--- Provided information ---
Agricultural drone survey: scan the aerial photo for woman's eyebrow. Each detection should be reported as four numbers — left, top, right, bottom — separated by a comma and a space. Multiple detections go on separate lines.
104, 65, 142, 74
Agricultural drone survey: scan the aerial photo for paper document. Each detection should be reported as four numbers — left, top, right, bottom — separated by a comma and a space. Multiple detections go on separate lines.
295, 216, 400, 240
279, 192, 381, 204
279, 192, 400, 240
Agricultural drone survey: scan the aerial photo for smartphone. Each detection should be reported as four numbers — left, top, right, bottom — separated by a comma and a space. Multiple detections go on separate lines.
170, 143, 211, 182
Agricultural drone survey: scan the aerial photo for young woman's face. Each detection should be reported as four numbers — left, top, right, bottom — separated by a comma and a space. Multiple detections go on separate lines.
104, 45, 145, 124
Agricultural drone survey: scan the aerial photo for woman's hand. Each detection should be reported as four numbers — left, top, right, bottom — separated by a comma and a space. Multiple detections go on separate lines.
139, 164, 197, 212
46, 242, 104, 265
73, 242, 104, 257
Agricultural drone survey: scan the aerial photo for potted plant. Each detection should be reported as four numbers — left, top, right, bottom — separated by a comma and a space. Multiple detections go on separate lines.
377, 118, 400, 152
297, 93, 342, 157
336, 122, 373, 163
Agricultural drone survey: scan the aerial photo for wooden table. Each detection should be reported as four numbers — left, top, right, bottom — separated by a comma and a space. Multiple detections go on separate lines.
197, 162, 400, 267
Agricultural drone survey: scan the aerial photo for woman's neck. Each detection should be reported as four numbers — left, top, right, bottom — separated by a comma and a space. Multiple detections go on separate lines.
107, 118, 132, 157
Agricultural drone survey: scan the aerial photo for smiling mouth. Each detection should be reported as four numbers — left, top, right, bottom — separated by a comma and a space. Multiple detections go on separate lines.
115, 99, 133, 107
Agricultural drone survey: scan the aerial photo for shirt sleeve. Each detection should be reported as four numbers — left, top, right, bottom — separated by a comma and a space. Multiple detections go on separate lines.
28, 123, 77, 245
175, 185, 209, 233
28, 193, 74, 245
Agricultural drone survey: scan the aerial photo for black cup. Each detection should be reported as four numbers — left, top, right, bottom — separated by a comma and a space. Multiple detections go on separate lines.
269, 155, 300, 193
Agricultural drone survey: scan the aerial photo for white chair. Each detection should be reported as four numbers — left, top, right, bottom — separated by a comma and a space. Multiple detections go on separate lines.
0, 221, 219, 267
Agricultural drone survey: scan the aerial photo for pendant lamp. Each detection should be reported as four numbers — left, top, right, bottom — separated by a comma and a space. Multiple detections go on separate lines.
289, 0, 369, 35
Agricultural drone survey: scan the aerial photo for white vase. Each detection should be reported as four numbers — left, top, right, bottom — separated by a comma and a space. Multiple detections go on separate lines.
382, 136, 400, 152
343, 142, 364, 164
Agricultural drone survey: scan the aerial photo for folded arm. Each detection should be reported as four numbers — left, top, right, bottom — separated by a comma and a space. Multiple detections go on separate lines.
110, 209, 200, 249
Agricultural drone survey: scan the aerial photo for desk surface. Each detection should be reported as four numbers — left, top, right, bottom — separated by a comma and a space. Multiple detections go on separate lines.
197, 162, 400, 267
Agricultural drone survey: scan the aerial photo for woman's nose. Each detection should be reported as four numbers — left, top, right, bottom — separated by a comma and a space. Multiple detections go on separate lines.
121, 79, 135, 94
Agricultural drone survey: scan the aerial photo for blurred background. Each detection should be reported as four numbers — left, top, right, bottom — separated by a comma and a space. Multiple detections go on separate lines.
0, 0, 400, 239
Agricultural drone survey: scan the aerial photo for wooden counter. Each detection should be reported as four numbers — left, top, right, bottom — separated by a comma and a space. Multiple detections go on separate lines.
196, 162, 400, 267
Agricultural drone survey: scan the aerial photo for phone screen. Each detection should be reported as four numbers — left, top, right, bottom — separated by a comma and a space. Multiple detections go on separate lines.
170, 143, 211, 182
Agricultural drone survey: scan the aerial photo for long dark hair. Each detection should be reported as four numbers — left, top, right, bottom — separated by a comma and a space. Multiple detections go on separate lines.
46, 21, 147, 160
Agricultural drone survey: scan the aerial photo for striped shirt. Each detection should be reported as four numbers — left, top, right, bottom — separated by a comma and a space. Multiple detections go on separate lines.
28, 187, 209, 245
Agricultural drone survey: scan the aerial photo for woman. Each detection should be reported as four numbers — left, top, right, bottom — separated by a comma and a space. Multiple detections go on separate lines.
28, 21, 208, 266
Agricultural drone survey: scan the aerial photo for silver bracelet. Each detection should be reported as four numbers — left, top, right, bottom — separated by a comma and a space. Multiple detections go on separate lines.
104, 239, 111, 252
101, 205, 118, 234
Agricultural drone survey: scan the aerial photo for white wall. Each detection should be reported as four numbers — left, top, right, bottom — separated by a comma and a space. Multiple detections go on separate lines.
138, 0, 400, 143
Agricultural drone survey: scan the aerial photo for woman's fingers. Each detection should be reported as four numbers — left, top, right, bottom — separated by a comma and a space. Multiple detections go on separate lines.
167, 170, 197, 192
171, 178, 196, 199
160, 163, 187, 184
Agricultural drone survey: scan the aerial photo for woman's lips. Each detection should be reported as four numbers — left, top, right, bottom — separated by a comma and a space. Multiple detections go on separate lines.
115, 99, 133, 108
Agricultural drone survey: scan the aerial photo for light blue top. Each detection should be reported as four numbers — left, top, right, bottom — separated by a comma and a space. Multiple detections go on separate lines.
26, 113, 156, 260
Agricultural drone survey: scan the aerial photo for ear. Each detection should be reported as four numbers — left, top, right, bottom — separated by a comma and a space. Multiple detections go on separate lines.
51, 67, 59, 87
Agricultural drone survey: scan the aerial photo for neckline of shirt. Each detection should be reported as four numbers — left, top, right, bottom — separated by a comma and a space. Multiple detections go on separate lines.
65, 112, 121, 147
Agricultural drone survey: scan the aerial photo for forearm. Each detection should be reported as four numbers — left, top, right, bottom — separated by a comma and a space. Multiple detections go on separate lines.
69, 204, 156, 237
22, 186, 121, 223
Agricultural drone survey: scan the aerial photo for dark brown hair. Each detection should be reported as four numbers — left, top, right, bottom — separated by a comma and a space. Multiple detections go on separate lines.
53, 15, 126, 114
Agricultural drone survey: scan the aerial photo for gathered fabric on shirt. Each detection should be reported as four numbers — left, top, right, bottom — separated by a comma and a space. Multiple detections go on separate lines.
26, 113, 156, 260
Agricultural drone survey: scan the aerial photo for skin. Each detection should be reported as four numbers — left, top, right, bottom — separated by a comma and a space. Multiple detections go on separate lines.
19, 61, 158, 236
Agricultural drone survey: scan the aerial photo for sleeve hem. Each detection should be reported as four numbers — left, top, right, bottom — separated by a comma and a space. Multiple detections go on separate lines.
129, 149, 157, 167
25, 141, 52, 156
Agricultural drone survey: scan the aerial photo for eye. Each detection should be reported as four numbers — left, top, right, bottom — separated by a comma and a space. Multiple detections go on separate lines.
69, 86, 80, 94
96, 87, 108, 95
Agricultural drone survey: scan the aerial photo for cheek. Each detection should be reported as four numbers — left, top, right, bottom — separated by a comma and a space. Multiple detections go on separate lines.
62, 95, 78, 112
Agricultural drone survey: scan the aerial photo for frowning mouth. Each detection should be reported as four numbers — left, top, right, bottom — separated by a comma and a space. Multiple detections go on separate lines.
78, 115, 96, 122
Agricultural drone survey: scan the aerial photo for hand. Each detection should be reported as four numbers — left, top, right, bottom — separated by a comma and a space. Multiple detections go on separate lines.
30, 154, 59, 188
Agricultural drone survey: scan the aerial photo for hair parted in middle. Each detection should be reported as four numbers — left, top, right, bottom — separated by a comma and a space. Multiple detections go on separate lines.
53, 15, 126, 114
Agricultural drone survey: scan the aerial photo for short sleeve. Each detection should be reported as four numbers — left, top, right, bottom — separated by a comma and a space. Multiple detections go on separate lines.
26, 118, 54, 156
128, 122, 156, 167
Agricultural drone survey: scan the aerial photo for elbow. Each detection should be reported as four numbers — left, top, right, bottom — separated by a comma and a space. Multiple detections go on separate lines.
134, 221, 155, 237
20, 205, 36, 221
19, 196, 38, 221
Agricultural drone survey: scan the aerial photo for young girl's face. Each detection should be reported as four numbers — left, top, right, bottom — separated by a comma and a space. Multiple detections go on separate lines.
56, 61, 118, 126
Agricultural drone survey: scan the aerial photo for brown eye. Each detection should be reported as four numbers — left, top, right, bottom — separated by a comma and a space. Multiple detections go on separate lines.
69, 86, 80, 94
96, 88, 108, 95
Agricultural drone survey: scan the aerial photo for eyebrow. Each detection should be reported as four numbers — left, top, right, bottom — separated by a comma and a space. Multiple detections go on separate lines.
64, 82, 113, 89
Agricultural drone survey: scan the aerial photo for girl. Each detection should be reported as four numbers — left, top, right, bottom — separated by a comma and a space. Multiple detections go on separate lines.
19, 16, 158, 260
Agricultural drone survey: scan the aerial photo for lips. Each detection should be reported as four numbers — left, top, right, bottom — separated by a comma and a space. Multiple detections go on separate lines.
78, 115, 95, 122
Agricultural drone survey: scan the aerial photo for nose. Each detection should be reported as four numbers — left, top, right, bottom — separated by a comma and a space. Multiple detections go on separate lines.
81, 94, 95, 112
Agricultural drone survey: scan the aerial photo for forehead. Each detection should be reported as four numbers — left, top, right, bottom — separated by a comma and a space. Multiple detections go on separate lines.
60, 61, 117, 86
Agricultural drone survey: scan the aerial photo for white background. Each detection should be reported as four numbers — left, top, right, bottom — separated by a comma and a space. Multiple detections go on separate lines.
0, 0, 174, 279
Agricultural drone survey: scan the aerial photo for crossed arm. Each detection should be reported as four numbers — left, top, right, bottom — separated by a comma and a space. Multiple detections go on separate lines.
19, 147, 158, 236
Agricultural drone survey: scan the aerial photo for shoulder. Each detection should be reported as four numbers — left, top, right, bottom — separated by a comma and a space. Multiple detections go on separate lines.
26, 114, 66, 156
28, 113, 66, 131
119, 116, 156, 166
---
--- Provided information ---
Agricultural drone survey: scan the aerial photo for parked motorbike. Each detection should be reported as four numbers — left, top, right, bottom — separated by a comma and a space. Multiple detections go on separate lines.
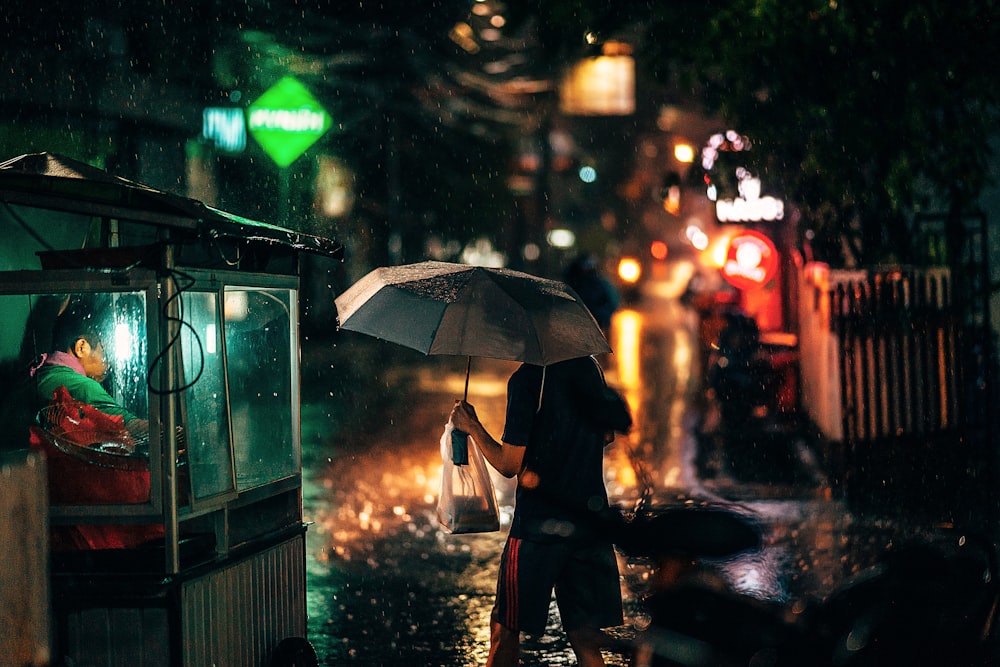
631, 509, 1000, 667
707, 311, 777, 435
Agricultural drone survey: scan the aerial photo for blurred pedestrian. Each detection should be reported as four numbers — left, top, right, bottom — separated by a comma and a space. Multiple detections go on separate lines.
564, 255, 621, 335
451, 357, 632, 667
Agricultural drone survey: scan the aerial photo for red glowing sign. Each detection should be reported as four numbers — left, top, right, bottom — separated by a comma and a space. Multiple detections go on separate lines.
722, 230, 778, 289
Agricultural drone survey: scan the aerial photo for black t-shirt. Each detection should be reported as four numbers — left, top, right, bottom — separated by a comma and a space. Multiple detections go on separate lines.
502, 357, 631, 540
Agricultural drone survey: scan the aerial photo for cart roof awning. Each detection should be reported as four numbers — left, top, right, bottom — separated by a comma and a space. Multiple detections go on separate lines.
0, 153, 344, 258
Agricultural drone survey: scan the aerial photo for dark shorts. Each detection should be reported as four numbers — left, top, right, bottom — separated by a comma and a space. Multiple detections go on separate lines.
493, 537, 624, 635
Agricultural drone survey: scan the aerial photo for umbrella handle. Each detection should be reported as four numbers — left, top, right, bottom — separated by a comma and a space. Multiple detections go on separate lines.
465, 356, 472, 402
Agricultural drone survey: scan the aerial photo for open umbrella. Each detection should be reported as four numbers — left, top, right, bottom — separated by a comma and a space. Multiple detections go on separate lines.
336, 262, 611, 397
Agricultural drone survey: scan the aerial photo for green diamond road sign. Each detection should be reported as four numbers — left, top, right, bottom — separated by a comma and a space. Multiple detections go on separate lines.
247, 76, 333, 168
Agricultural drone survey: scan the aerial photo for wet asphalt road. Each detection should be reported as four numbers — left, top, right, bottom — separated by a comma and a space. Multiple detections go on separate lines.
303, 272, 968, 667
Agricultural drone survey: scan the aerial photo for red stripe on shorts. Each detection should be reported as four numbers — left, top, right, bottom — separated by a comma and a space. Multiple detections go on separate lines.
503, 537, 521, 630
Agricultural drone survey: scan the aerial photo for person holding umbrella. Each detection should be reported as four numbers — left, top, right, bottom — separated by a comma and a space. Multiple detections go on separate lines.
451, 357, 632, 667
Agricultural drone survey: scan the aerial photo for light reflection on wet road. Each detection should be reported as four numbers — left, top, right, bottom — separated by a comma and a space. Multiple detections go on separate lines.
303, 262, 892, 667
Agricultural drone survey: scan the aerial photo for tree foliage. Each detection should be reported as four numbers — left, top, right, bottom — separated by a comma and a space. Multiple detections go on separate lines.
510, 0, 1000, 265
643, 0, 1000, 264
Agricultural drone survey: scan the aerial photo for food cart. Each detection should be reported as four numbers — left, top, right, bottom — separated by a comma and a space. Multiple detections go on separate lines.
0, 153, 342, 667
---
Directions for this task:
Rewrite the entries in the stretch from the line containing "for woman's eyebrow." through the line containing "104, 65, 142, 74", putting "satellite image" in place of "aerial photo" and leaving everything else untouched.

Expected answer:
Agricultural drone survey: scan the satellite image for woman's eyebrow. Each detection should be reported as four numbers — left, top, right, bottom — separated by a comma and a space. Multiple detections go on separate lines.
104, 65, 142, 74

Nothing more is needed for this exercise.